**BAGIAN LATIHAN:**
a - Tentukan apakah setiap pernyataan berikut sesuai dengan kutipan tentang talkshow fesyen. Jawab ya atau tidak, lalu kutip kata-kata penentunya dari kutipan itu. (i) Eloy Yuan mendorong perubahan yang dimulai dari diri sendiri. (ii) Kedua narasumber tidak sepakat bahwa krisis global menjadi katalis transformasi industri. (iii) Dr. Olivia menyatakan bahwa di balik krisis selalu ada peluang untuk perubahan.
b - Menurut kutipan tentang talkshow fesyen, apa saja contoh krisis global yang disebutkan?
c - Tulis ulang bagian kutipan tentang talkshow fesyen antara "Sementara itu, Eloy" dan "lebih bertanggung jawab.", termasuk keduanya, dengan mengganti "peserta" menjadi "hadirin".

::: KUTIPAN TEKS :::

Sementara itu, Eloy Yuan memberikan pesan reflektif kepada peserta. Ia mendorong perubahan dimulai dari diri sendiri. “Sustainability, why not start from ourselves?” katanya, mengajak semua pihak untuk mengambil peran aktif dalam menciptakan industri fesyen yang lebih bertanggung jawab.
Isu Serius: Produksi Berlebih dan Eksploitasi Tenaga Kerja
Talkshow ini turut menyoroti persoalan besar yang membayangi industri fashion saat ini, seperti overproduksi, limbah tekstil, serta eksploitasi tenaga kerja di negara berkembang. Kedua narasumber sepakat bahwa krisis global seperti pandemi dan perubahan iklim menjadi katalis penting bagi transformasi industri.
“Di balik krisis selalu ada peluang untuk perubahan mendalam,” ungkap Dr. Olivia, menggambarkan potensi dari situasi krisis untuk menciptakan model bisnis yang lebih adil dan manusiawi.

::: DATA YANG DIBERIKAN :::

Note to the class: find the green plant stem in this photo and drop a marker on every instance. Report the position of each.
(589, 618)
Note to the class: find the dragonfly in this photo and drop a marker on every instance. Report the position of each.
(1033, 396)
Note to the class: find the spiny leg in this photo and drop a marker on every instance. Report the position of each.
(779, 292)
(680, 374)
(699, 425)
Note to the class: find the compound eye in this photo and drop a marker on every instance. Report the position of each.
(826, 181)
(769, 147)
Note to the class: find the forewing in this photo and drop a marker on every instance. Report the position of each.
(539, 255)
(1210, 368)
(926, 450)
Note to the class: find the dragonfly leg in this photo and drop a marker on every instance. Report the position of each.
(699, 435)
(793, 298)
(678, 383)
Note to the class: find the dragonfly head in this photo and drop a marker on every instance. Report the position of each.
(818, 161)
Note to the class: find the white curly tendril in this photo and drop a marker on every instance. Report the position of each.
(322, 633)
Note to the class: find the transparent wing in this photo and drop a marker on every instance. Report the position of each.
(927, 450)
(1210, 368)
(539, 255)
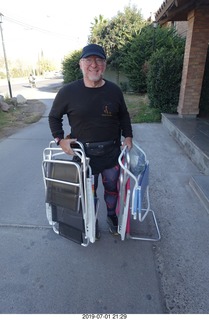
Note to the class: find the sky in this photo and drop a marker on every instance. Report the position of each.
(54, 29)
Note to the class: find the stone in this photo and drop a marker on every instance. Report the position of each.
(4, 106)
(21, 99)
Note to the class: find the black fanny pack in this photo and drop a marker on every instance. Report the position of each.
(99, 148)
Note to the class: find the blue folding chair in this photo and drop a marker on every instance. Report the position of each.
(134, 201)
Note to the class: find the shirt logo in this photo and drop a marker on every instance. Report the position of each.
(106, 112)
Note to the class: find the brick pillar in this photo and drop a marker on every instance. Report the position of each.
(194, 62)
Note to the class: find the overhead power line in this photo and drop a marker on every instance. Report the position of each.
(32, 27)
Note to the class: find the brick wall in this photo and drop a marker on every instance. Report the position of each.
(194, 62)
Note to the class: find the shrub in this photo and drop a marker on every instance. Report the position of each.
(164, 79)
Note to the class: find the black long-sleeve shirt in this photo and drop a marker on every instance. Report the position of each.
(94, 114)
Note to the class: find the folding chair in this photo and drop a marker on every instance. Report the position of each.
(70, 206)
(134, 194)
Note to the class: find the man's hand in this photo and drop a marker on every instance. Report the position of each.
(65, 145)
(127, 142)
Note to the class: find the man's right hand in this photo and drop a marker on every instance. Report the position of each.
(65, 144)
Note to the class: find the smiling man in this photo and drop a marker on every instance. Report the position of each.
(98, 117)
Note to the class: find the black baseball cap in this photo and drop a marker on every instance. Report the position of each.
(93, 50)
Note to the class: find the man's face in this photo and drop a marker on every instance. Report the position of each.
(93, 67)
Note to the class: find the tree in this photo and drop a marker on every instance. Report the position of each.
(164, 79)
(114, 34)
(137, 53)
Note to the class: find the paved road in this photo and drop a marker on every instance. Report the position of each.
(44, 273)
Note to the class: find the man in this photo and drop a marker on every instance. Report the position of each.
(98, 117)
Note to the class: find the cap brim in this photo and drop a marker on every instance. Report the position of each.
(93, 54)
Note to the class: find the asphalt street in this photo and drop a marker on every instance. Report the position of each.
(42, 272)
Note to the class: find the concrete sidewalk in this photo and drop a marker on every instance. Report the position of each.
(182, 255)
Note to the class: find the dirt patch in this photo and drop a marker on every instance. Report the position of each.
(22, 116)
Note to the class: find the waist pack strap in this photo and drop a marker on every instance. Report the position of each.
(100, 145)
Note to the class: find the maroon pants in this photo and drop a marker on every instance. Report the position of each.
(110, 182)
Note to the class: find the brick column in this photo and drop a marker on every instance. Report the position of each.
(194, 62)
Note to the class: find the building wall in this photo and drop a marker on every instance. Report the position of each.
(194, 62)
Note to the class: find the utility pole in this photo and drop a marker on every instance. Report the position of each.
(5, 57)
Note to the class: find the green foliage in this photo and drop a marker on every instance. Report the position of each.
(70, 67)
(137, 53)
(139, 110)
(204, 98)
(164, 79)
(115, 33)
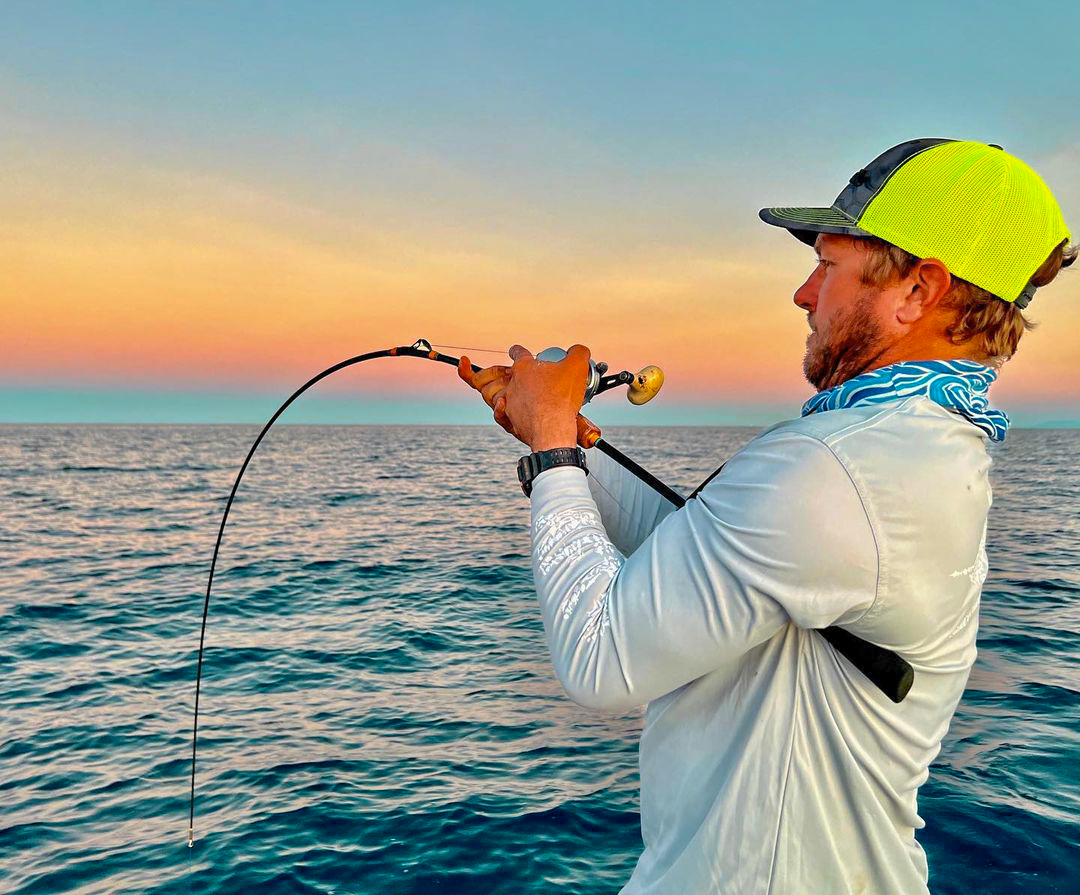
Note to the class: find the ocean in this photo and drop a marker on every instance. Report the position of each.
(378, 712)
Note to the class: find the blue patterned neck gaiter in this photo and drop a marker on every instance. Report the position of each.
(957, 385)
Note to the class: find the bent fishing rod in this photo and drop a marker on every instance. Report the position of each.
(883, 668)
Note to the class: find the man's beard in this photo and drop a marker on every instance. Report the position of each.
(854, 343)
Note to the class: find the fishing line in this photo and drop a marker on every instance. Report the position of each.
(886, 669)
(463, 348)
(420, 348)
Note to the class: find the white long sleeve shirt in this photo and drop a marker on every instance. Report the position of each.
(768, 762)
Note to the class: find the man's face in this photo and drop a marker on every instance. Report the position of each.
(848, 331)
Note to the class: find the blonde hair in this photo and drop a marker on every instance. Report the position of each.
(993, 326)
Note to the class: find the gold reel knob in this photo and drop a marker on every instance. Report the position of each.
(646, 384)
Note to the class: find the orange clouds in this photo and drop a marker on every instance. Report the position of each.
(148, 278)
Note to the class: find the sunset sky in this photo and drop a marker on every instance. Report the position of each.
(202, 205)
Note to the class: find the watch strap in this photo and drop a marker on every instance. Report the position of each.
(531, 464)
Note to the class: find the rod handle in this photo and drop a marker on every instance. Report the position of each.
(589, 433)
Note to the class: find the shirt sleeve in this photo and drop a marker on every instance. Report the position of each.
(779, 537)
(629, 507)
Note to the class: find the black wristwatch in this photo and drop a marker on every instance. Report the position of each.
(531, 464)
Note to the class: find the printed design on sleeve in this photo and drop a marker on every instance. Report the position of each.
(976, 571)
(556, 544)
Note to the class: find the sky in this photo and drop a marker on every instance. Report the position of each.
(204, 204)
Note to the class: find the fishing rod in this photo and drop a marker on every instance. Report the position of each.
(886, 669)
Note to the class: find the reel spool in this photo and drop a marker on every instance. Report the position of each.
(642, 387)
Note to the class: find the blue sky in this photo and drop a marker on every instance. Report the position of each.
(556, 138)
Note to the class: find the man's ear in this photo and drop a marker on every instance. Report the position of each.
(929, 281)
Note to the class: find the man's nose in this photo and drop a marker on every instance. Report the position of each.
(806, 296)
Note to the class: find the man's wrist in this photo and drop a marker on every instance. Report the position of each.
(563, 436)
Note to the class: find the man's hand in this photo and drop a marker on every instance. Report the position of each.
(535, 402)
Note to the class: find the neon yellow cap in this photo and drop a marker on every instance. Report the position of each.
(983, 213)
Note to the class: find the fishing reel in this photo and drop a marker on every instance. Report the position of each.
(642, 385)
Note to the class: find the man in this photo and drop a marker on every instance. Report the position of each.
(769, 763)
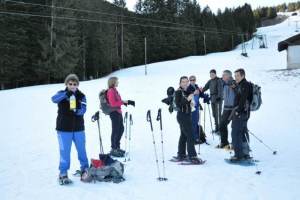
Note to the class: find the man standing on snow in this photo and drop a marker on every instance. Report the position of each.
(183, 101)
(70, 126)
(229, 97)
(197, 129)
(240, 116)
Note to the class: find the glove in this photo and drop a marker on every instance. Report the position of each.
(171, 109)
(69, 93)
(132, 103)
(95, 117)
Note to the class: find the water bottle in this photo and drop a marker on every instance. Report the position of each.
(73, 103)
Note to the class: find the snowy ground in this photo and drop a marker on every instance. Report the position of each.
(29, 149)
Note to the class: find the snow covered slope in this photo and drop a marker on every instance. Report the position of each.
(29, 149)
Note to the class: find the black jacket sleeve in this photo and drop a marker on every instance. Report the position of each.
(180, 100)
(206, 87)
(220, 88)
(244, 92)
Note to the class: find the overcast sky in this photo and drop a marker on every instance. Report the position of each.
(215, 4)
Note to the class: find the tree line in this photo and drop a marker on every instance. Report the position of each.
(41, 41)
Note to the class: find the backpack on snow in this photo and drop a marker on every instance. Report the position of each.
(105, 172)
(104, 104)
(255, 97)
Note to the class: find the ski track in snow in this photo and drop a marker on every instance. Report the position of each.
(29, 147)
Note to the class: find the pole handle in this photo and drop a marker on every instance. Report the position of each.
(149, 119)
(130, 119)
(158, 118)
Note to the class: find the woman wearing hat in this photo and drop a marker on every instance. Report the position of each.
(70, 126)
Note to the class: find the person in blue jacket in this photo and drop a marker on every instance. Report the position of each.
(70, 126)
(193, 88)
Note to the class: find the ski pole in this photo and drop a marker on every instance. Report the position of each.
(258, 172)
(199, 122)
(159, 118)
(126, 123)
(204, 118)
(210, 122)
(96, 117)
(153, 140)
(129, 141)
(274, 152)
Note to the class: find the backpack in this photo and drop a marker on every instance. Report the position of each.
(104, 104)
(255, 97)
(202, 135)
(100, 171)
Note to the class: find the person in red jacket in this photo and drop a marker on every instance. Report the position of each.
(115, 101)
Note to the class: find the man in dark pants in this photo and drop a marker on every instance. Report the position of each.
(215, 87)
(184, 117)
(241, 114)
(228, 96)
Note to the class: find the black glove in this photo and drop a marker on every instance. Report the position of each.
(69, 93)
(171, 109)
(132, 103)
(95, 117)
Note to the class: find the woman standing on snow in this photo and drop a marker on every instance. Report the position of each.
(70, 126)
(115, 101)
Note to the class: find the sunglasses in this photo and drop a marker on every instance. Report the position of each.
(72, 84)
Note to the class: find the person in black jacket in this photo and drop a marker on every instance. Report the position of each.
(215, 86)
(240, 116)
(183, 101)
(70, 126)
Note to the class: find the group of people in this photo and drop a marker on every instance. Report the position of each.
(70, 123)
(231, 96)
(230, 101)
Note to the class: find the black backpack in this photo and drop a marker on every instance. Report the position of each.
(255, 99)
(104, 104)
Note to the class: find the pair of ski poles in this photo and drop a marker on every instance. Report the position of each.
(127, 135)
(159, 118)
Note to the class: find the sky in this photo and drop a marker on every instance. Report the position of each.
(215, 4)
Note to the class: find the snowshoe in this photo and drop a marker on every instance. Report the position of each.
(64, 180)
(246, 161)
(193, 161)
(117, 153)
(178, 159)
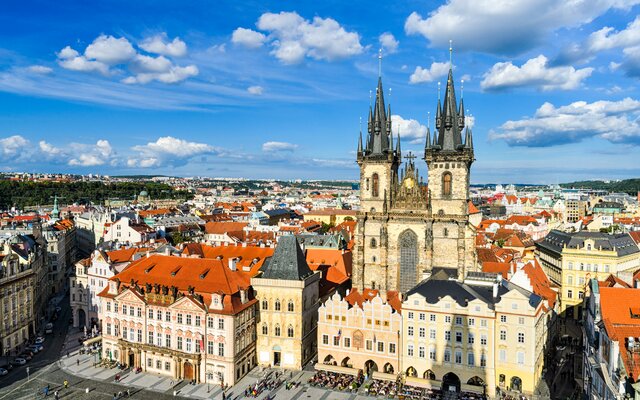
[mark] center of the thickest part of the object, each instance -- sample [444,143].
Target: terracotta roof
[247,257]
[206,276]
[617,306]
[159,211]
[540,282]
[355,298]
[501,268]
[220,228]
[331,211]
[124,255]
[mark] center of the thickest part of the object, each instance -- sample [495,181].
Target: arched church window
[446,184]
[374,188]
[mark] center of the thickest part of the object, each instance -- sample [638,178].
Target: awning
[465,387]
[92,340]
[384,377]
[423,383]
[337,369]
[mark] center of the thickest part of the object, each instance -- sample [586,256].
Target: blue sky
[275,89]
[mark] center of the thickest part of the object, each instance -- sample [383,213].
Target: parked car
[34,348]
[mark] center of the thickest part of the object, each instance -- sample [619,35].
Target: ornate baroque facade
[404,227]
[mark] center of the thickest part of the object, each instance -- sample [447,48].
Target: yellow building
[360,331]
[330,216]
[287,292]
[571,259]
[474,335]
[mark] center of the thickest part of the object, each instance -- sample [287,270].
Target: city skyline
[129,89]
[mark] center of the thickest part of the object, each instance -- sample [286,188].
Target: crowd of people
[271,381]
[382,388]
[332,380]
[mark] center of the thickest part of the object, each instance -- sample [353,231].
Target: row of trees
[23,194]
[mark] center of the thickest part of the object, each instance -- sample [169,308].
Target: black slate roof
[433,290]
[288,261]
[622,243]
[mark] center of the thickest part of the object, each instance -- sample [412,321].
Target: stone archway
[428,374]
[330,360]
[370,367]
[450,382]
[82,318]
[475,381]
[388,368]
[187,371]
[516,384]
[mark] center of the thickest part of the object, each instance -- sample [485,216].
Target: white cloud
[160,44]
[248,38]
[175,74]
[409,129]
[70,59]
[144,63]
[49,150]
[169,150]
[109,50]
[14,147]
[502,27]
[434,72]
[293,38]
[39,69]
[388,42]
[83,155]
[278,146]
[535,72]
[615,121]
[255,90]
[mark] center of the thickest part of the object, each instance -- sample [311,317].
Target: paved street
[60,360]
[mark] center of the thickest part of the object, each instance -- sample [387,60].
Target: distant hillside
[631,186]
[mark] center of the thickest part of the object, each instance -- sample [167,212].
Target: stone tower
[449,162]
[404,228]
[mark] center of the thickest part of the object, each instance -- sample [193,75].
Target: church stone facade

:::

**JAWABAN TIAP TUGAS:**
a -
(i) Ya: "Ia mendorong perubahan dimulai dari diri sendiri."
(ii) Tidak: "Kedua narasumber sepakat bahwa krisis global seperti pandemi dan perubahan iklim menjadi katalis penting bagi transformasi industri."
(iii) Ya: "Di balik krisis selalu ada peluang untuk perubahan mendalam"

b - Pandemi dan perubahan iklim.

c -
Sementara itu, Eloy Yuan memberikan pesan reflektif kepada hadirin. Ia mendorong perubahan dimulai dari diri sendiri. “Sustainability, why not start from ourselves?” katanya, mengajak semua pihak untuk mengambil peran aktif dalam menciptakan industri fesyen yang lebih bertanggung jawab.